_DOCUMENT PASSAGE_
══════════════════════════════

Management of Gentoo make.conf

A state module to manage Gentoo's make.conf file makeopts: makeconf.present: - value: '-j3'

salt.states.makeconf.absent(name)

Verify that the variable is not in the make.conf.

name

The variable name. This will automatically be converted to all Upper Case since variables in make.conf are Upper Case

salt.states.makeconf.present(name, value=None, contains=None, excludes=None)

Verify that the variable is in the make.conf and has the provided settings. If value is set, contains and excludes will be ignored.

name

The variable name. This will automatically be converted to all Upper Case since variables in make.conf are Upper Case

value

Enforce that the value of the variable is set to the provided value

contains

Enforce that the value of the variable cotains the provided value

excludes

Enforce that the value of the variable does not contain the provided value.

salt.states.module

Execution of Salt modules from within states.

Individual module calls can be made via states. to call a single module function use the run function. One issue exists, since the name argument is present in the state call and is present in many modules, this argument will need to be replaced in the sls data with the argument m_name.
salt.states.module.mod_watch(name, **kwargs): Run a single module function; name
The module function to execute; returner

Specify the returner to send the return of the module execution to

**kwargs

Pass any arguments needed to execute the function

salt.states.module.run(name, **kwargs): Run a single module function; name
The module function to execute; returner

Specify the returner to send the return of the module execution to

**kwargs

Pass any arguments needed to execute the function

salt.states.module.wait(name, **kwargs): Run a single module function only if the watch statement calls it; name
The module function to execute; **kwargs

Pass any arguments needed to execute the function

salt.states.mongodb_database

Management of Mongodb databases Only deletion is supported, creation doesnt make sense and can be done using mongodb_user.present

salt.states.mongodb_database.absent(name, user=None, password=None, host=None, port=None)

Ensure that the named database is absent

name

The name of the database to remove

user

The user to connect as (must be able to create the user)

password

The password of the user

host

The host to connect to

port

The port to connect to

salt.states.mongodb_user

Management of Mongodb users

salt.states.mongodb_user.absent(name, user=None, password=None, host=None, port=None, database='admin')

══════════════════════════════

_SUPPLIED DATA_
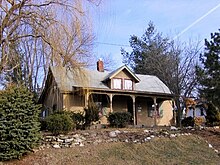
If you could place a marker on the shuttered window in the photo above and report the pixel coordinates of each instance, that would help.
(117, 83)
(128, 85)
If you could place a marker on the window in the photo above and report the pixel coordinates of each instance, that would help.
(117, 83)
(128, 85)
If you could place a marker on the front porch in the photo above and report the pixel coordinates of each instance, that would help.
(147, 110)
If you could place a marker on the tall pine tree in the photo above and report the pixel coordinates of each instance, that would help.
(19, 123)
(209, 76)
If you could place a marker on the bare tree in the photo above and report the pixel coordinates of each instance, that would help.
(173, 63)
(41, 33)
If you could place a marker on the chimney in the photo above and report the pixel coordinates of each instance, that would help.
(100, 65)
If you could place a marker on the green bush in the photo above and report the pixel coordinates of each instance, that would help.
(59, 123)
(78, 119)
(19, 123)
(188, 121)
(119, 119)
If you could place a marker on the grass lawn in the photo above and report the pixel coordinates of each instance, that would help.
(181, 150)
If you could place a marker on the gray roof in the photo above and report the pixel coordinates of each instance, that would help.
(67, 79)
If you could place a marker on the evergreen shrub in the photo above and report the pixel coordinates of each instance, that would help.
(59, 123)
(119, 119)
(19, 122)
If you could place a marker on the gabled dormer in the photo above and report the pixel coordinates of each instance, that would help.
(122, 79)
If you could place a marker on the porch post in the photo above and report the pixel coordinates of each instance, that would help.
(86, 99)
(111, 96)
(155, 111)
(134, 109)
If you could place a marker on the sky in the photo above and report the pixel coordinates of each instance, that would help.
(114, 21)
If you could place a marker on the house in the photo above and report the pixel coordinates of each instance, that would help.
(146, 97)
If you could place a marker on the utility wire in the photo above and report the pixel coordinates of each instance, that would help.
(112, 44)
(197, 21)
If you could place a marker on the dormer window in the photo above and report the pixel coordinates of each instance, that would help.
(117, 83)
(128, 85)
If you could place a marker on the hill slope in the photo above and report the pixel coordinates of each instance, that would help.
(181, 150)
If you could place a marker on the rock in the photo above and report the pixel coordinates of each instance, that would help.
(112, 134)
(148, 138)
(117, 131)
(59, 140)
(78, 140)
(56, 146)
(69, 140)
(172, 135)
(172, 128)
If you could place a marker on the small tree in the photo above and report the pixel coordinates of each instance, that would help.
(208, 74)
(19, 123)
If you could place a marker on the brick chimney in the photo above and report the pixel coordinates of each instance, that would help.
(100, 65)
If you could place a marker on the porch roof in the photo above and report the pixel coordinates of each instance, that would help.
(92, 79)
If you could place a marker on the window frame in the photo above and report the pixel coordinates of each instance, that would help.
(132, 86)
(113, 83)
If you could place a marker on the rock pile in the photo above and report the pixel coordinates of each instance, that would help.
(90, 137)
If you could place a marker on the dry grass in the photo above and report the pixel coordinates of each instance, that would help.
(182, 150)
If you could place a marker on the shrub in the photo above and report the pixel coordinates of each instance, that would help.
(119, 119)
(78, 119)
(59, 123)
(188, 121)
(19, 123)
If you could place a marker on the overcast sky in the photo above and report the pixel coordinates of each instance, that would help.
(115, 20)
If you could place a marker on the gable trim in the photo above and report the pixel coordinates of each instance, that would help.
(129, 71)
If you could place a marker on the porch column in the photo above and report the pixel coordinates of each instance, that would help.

══════════════════════════════

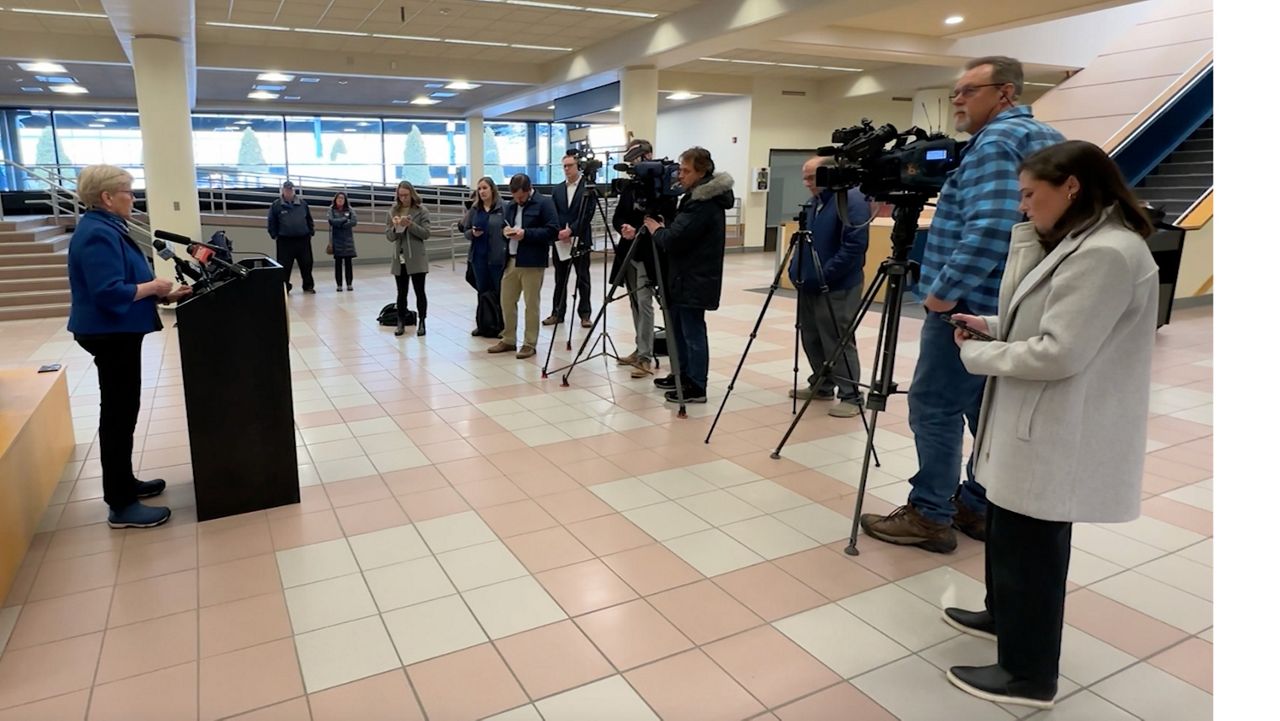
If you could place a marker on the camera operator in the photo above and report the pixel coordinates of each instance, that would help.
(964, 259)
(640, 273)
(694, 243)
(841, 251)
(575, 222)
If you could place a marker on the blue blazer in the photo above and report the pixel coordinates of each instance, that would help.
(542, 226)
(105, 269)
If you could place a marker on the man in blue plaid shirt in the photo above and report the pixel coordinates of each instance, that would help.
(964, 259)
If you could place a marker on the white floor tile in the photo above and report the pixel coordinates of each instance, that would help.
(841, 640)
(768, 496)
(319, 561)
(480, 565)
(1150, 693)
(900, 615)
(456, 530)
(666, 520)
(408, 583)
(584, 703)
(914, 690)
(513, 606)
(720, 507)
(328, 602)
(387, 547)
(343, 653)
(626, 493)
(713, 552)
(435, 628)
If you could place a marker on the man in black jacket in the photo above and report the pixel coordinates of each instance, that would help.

══════════════════════════════

_AIM OF THE TASK_
Output the part of the Salt state module documentation starting at "A state module" and ending at "value=None, contains=None, excludes=None)", copied word for word.

_FINAL RESULT_
A state module to manage Gentoo's make.conf file makeopts: makeconf.present: - value: '-j3'

salt.states.makeconf.absent(name)

Verify that the variable is not in the make.conf.

name

The variable name. This will automatically be converted to all Upper Case since variables in make.conf are Upper Case

salt.states.makeconf.present(name, value=None, contains=None, excludes=None)